Exercise directions>
Rewrite the rows below, swapping every "rough mask" for "coarse mask" and leaving everything else as it is. Don't include the pictures.

Collected data
Segment Open
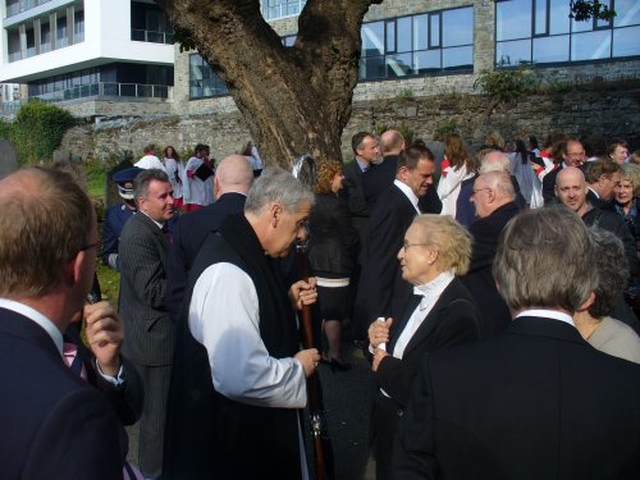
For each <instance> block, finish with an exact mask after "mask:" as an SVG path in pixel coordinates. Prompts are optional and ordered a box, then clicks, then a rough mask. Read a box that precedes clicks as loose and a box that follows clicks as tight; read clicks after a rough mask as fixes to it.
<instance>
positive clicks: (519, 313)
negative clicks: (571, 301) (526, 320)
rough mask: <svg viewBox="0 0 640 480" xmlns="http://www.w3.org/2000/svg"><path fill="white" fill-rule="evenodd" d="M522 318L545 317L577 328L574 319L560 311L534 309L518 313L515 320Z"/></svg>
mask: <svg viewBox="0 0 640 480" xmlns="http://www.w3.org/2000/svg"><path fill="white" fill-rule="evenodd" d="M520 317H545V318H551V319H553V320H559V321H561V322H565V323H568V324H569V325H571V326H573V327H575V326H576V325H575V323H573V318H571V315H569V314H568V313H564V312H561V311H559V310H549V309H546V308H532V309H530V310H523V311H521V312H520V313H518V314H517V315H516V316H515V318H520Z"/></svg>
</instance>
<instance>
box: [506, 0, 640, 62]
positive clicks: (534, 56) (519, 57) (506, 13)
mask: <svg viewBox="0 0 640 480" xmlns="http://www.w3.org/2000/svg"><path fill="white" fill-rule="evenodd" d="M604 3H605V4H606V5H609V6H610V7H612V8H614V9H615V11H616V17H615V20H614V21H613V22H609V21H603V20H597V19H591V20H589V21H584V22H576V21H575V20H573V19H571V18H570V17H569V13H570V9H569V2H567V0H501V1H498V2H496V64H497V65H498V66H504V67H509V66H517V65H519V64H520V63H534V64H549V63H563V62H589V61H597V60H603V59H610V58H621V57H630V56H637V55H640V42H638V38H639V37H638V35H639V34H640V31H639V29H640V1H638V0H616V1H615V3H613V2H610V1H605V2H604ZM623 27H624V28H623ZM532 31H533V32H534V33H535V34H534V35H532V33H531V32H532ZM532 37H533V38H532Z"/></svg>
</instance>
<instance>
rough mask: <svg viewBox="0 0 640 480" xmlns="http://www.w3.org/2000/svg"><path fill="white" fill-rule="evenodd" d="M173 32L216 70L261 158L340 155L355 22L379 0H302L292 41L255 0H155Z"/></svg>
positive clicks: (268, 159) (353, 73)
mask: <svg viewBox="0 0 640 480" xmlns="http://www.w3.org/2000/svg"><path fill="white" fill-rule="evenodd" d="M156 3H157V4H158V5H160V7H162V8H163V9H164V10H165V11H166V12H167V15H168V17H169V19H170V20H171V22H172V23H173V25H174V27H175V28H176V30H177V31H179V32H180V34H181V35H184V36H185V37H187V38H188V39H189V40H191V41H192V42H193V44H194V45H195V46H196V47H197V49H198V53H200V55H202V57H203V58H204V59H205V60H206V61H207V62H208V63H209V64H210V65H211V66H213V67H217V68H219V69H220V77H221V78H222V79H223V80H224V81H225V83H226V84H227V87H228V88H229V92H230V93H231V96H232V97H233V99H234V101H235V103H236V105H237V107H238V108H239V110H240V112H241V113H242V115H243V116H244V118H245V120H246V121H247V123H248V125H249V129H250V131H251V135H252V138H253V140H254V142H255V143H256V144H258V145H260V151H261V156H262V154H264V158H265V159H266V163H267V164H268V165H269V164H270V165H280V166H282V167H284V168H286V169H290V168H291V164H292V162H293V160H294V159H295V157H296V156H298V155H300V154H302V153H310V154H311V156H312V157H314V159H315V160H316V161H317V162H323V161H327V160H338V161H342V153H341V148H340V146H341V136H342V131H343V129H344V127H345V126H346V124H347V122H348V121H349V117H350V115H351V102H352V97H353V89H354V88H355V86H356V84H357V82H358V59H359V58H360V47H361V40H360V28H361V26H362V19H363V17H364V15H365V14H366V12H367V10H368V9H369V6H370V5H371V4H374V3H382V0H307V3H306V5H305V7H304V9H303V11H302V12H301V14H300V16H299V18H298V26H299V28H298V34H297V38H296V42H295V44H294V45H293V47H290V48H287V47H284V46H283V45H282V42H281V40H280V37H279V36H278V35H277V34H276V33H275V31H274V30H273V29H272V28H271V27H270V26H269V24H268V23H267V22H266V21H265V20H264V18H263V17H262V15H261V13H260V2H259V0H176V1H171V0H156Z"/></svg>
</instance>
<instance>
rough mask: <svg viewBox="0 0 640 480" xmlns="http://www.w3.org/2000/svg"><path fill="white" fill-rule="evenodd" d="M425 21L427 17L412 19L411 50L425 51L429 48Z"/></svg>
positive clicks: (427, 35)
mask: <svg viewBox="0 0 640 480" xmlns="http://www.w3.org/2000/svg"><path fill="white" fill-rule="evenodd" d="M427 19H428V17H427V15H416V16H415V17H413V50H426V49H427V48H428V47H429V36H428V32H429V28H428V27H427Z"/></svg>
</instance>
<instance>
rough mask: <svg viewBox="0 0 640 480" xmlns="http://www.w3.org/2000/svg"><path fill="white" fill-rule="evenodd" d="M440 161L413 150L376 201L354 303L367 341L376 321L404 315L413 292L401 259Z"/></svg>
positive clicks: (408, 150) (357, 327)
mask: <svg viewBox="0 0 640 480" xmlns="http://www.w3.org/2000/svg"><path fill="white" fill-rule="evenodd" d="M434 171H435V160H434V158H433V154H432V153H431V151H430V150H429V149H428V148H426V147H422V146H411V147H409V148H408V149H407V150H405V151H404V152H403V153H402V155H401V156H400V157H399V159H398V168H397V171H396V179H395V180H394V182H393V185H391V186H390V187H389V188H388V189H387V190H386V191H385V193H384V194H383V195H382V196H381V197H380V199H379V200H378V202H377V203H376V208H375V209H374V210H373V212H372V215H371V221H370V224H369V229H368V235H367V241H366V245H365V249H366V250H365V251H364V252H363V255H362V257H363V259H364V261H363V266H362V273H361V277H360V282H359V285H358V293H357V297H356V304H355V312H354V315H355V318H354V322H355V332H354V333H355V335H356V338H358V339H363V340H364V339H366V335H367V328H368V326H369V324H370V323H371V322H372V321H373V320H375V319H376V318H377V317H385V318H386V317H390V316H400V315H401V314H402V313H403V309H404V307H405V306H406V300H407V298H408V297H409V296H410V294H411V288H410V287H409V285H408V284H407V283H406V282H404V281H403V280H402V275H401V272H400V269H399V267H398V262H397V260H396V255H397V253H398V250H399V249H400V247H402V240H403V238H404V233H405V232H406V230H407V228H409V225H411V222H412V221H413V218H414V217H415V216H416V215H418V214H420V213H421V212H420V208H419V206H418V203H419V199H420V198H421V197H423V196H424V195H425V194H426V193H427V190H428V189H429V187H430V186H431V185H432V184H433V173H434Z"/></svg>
Segment Closed
Task solution>
For each <instance> block, finish with an exact mask after "mask:" as an SVG path in pixel coordinates. Prompts are optional and ordered a box, then clicks, then a coarse mask. Read a box that precedes clicks as loose and a box that follows clicks as tight; read clicks after a coarse mask as fixes to it.
<instance>
positive clicks: (519, 313)
negative clicks: (571, 301) (526, 320)
coarse mask: <svg viewBox="0 0 640 480" xmlns="http://www.w3.org/2000/svg"><path fill="white" fill-rule="evenodd" d="M522 318L545 317L577 328L574 319L560 311L534 309L518 313L515 320Z"/></svg>
mask: <svg viewBox="0 0 640 480" xmlns="http://www.w3.org/2000/svg"><path fill="white" fill-rule="evenodd" d="M520 317H545V318H551V319H553V320H559V321H561V322H565V323H568V324H569V325H571V326H573V327H575V326H576V325H575V323H573V318H571V315H569V314H568V313H564V312H561V311H559V310H549V309H546V308H532V309H530V310H523V311H521V312H520V313H518V314H517V315H516V316H515V318H520Z"/></svg>
</instance>
<instance>
box: [506, 0, 640, 62]
positive clicks: (534, 56) (519, 57) (506, 13)
mask: <svg viewBox="0 0 640 480" xmlns="http://www.w3.org/2000/svg"><path fill="white" fill-rule="evenodd" d="M604 3H605V4H606V5H609V6H610V7H612V8H614V9H615V11H616V17H615V20H614V21H613V22H609V21H603V20H597V19H591V20H589V21H584V22H576V21H575V20H573V19H571V18H570V17H569V13H570V9H569V2H567V0H501V1H498V2H496V64H497V65H498V66H504V67H509V66H517V65H519V64H520V63H534V64H549V63H563V62H589V61H597V60H603V59H610V58H621V57H630V56H637V55H640V42H638V38H639V37H638V35H639V34H640V31H639V29H640V1H638V0H616V1H615V3H613V2H610V1H605V2H604ZM623 27H624V28H623ZM532 31H533V32H534V33H535V34H534V35H532V33H531V32H532ZM532 37H533V38H532Z"/></svg>
</instance>
<instance>
coarse mask: <svg viewBox="0 0 640 480" xmlns="http://www.w3.org/2000/svg"><path fill="white" fill-rule="evenodd" d="M173 32L216 70L261 158L340 155L355 22L379 0H302L292 41L255 0H155Z"/></svg>
positive clicks: (268, 159) (353, 73)
mask: <svg viewBox="0 0 640 480" xmlns="http://www.w3.org/2000/svg"><path fill="white" fill-rule="evenodd" d="M156 3H157V4H158V5H160V7H162V8H163V9H164V10H165V11H166V12H167V15H168V17H169V19H170V20H171V22H172V23H173V25H174V27H175V28H176V30H177V31H179V32H180V34H181V35H184V36H185V37H187V38H188V39H189V40H191V41H192V42H193V44H194V45H195V46H196V47H197V49H198V53H200V55H202V57H203V58H204V59H205V60H206V61H207V62H208V63H209V64H210V65H211V66H213V67H217V68H219V69H220V77H221V78H222V79H223V80H224V81H225V83H226V84H227V87H228V88H229V92H230V93H231V96H232V97H233V99H234V101H235V103H236V105H237V107H238V108H239V110H240V112H241V113H242V115H243V116H244V118H245V120H246V121H247V123H248V125H249V129H250V131H251V135H252V138H253V140H254V142H255V143H256V144H258V145H260V151H261V156H262V154H264V158H265V159H266V163H267V164H268V165H269V164H270V165H280V166H282V167H284V168H286V169H290V168H291V164H292V162H293V160H294V159H295V157H296V156H298V155H300V154H302V153H310V154H311V156H312V157H314V159H315V160H316V161H317V162H323V161H327V160H338V161H342V153H341V148H340V146H341V136H342V131H343V129H344V127H345V126H346V124H347V122H348V121H349V117H350V115H351V102H352V97H353V89H354V88H355V86H356V84H357V82H358V59H359V58H360V47H361V40H360V28H361V26H362V19H363V17H364V15H365V14H366V12H367V10H368V9H369V6H370V5H371V4H374V3H382V0H307V3H306V5H305V7H304V9H303V11H302V12H301V14H300V16H299V18H298V26H299V28H298V34H297V38H296V42H295V44H294V45H293V47H290V48H287V47H284V46H283V45H282V42H281V40H280V37H279V36H278V35H277V34H276V33H275V31H274V30H273V29H272V28H271V27H270V26H269V24H268V23H267V22H266V21H265V20H264V18H263V17H262V15H261V13H260V2H259V0H176V1H171V0H156Z"/></svg>
</instance>
<instance>
coarse mask: <svg viewBox="0 0 640 480" xmlns="http://www.w3.org/2000/svg"><path fill="white" fill-rule="evenodd" d="M425 21L427 17L412 19L411 50L425 51L429 48Z"/></svg>
positive clicks: (427, 35)
mask: <svg viewBox="0 0 640 480" xmlns="http://www.w3.org/2000/svg"><path fill="white" fill-rule="evenodd" d="M427 19H428V17H427V15H416V16H415V17H413V50H426V49H427V48H428V47H429V36H428V32H429V28H428V27H427Z"/></svg>
</instance>
<instance>
coarse mask: <svg viewBox="0 0 640 480" xmlns="http://www.w3.org/2000/svg"><path fill="white" fill-rule="evenodd" d="M440 161L413 150L376 201L354 303L367 341L376 321L404 315L413 292L401 259Z"/></svg>
positive clicks: (408, 150) (357, 327)
mask: <svg viewBox="0 0 640 480" xmlns="http://www.w3.org/2000/svg"><path fill="white" fill-rule="evenodd" d="M434 171H435V160H434V158H433V154H432V153H431V151H430V150H429V149H428V148H426V147H422V146H411V147H409V148H408V149H407V150H405V151H404V152H403V153H402V155H401V156H400V157H399V159H398V168H397V171H396V179H395V180H394V182H393V185H391V186H390V187H389V188H388V189H387V190H386V191H385V193H384V194H383V195H382V196H381V197H380V199H379V200H378V202H377V203H376V208H375V209H374V210H373V212H372V215H371V221H370V224H369V229H368V235H367V241H366V245H365V249H366V250H365V251H364V252H363V255H362V257H363V259H364V261H363V266H362V273H361V277H360V282H359V285H358V293H357V297H356V304H355V312H354V315H355V318H354V322H355V332H354V333H355V335H356V338H358V339H363V340H364V339H366V335H367V328H368V326H369V324H370V323H371V322H372V321H373V320H375V319H376V318H377V317H385V318H386V317H390V316H400V315H401V314H402V313H403V309H404V307H405V306H406V300H407V298H408V297H409V296H410V294H411V288H410V287H409V285H408V284H407V283H406V282H404V281H403V280H402V275H401V272H400V269H399V267H398V262H397V260H396V255H397V253H398V250H399V249H400V247H402V240H403V238H404V233H405V232H406V230H407V228H409V225H411V222H412V221H413V218H414V217H415V216H416V215H418V214H420V213H421V212H420V208H419V206H418V203H419V199H420V198H421V197H423V196H424V195H425V194H426V193H427V190H428V189H429V187H430V186H431V185H432V184H433V173H434Z"/></svg>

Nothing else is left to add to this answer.